- 给定文本 -
​​瑞士人真的不爱买房爱租房?
2023-12-27 骑着毛驴到处走 3539
正文翻译

In any other country, Philip Skiba, a well-paid analyst working in the finance industry, might not hesitate to buy a home. But in the town where he lives, on the outskirts of Zurich, even the ugly houses, as he describes them, go for millions.

菲利普·斯基巴是在金融行业工作的高薪分析师,如果在其他国家,他可能会毫不犹豫地买房。但在他居住的苏黎世郊区小镇上,即使是他口中的丑房子,也能卖到数百万美元。

Last year, a simple, beige stucco home in his neighborhood went up for sale. The price: 7.5 million Swiss francs, or about $8.3 million.

去年,他家附近一栋简单的米色灰泥房屋挂牌出售。价格为750万瑞士法郎,约合830万美元。

“My first thought was, this is ridiculous, it’s almost an insult,” said Mr. Skiba, 41, who shares a rented apartment with his girlfriend. When the house sold several weeks later, it reinforced for him the reality of homeownership in Switzerland these days. Buying a single-family home anywhere near Zurich is not just a luxury.

“我的第一反应是,这太荒谬了,简直是一种侮辱,”41岁的斯基巴说,他和女朋友合租了一套公寓。几周后,那栋房子卖掉了,这让他更加坚定了如今在瑞士买房的现实——在苏黎世附近的任何地方,购买一套独户住宅,都不仅仅是一种奢侈而已。

“It’s beyond luxury,” Mr. Skiba said. “Two kids, a house, a garden, two cars — I don’t know anybody who has that.”

“这已经超出了奢侈的范畴,”斯基巴说。“两个孩子,一栋房子,一个花园,两辆车——我不知道谁拥有这些。”

Switzerland’s nine million residents are some of the wealthiest people on the planet — and they are mostly renters. Increasingly, even urban professionals here find themselves locked out of the real estate market. The average price for a studio apartment in Zurich is $1.1 million, according to the research company Wüest Partner. On a square-foot basis, Zurich is about 80 percent more expensive than Paris.

瑞士的900万居民是地球上最富有的人群之一,他们大多是租房者。越来越多的城市白领发现自己被挡在房地产市场之外。根据研究公司的数据,苏黎世一套单间公寓的平均价格为110万美元。按每平方英尺计算,苏黎世的房价比巴黎高出约80%。

At a time when young people in places like coastal California, New York and London cannot see a path to buying a home, Switzerland offers the world a glimpse of a post-ownership society. Around 36 percent of the Swiss own their homes or apartments, the lowest rate in the West and well below the 70 percent average in the European unx, and the 67 percent in the United States. While many young Swiss people say they see positives in a lifetime of renting — mostly, avoiding the hassles and commitments of homeownership — at the same time they admit feeling resentful that they don’t have a choice.

在加州、纽约和伦敦等沿海地区的年轻人看不到买房之路的同时,瑞士让世界瞥见了一个后所有权社会。大约36%的瑞士人拥有自己的住房或公寓,这一比例在西方国家中是最低的,远低于欧盟70%和美国67%的平均水平。虽然许多瑞士年轻人说,他们看到了一生租房的好处——主要是避免了买房的麻烦和负担——但同时他们承认,他们对别无选择感到不满。

- 数据摘录 -

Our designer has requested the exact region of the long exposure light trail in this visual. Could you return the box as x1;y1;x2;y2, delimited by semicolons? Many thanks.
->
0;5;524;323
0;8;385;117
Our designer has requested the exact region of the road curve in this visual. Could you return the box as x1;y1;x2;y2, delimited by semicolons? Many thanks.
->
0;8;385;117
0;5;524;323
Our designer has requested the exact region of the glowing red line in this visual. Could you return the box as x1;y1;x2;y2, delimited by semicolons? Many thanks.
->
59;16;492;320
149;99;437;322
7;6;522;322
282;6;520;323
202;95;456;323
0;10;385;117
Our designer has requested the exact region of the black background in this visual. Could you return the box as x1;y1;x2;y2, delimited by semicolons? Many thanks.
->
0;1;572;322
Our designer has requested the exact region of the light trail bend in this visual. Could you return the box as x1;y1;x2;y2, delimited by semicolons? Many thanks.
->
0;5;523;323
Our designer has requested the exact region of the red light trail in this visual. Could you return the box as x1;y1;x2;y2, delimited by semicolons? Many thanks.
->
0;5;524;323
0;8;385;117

* * *

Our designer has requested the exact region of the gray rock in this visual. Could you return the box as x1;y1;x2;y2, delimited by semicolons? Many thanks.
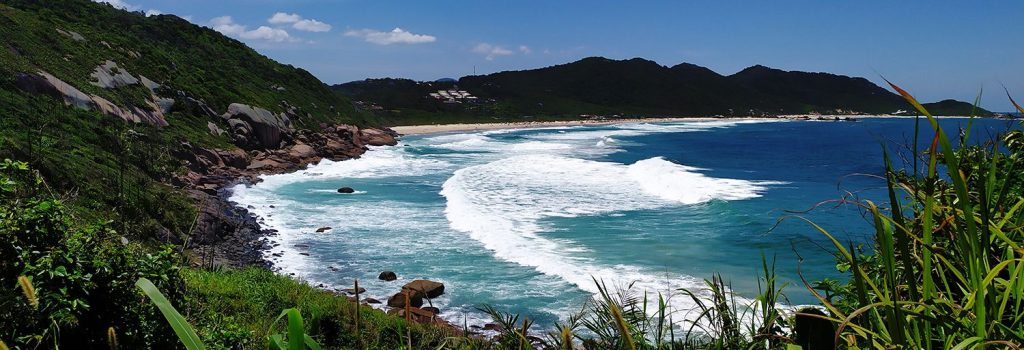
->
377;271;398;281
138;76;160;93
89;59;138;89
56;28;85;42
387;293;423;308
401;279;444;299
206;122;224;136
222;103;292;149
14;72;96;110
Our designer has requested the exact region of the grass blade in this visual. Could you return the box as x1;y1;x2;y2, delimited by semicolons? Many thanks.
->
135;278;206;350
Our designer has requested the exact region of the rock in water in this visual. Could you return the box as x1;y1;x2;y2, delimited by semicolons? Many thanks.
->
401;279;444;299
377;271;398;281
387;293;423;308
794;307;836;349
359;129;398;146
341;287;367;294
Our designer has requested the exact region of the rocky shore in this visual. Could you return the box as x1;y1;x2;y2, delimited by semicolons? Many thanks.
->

==

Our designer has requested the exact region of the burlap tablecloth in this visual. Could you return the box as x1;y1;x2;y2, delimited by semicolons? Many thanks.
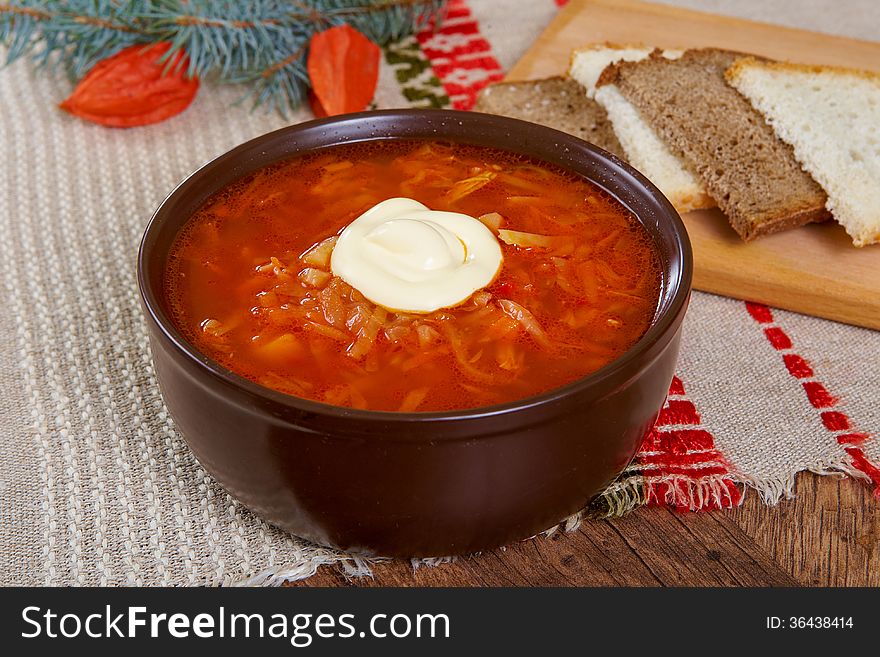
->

- 任务 -
- A) 根据给定文本回答下列问题:
(i) 斯基巴今年多少岁?他和谁合租一套公寓?
(ii) 斯基巴家附近那栋米色灰泥房屋的挂牌价是多少瑞士法郎?
(iii) 大约有多少比例的瑞士人拥有自己的住房或公寓?
- B) 请把给定文本中以"瑞士的900万居民"开头的中文段落改写成要点列表,并保留其主要事实。

- 参考答案 -
- A)
(i) 斯基巴41岁,他和女朋友合租一套公寓。
(ii) 挂牌价为750万瑞士法郎,约合830万美元。
(iii) 大约36%的瑞士人拥有自己的住房或公寓。

- B)
- 瑞士的900万居民是地球上最富有的人群之一,但他们大多租房。
- 越来越多的城市白领被挡在房地产市场之外。
- 据研究公司的数据,苏黎世单间公寓的平均价格为110万美元。
- 按每平方英尺计算,苏黎世的房价比巴黎高出约80%。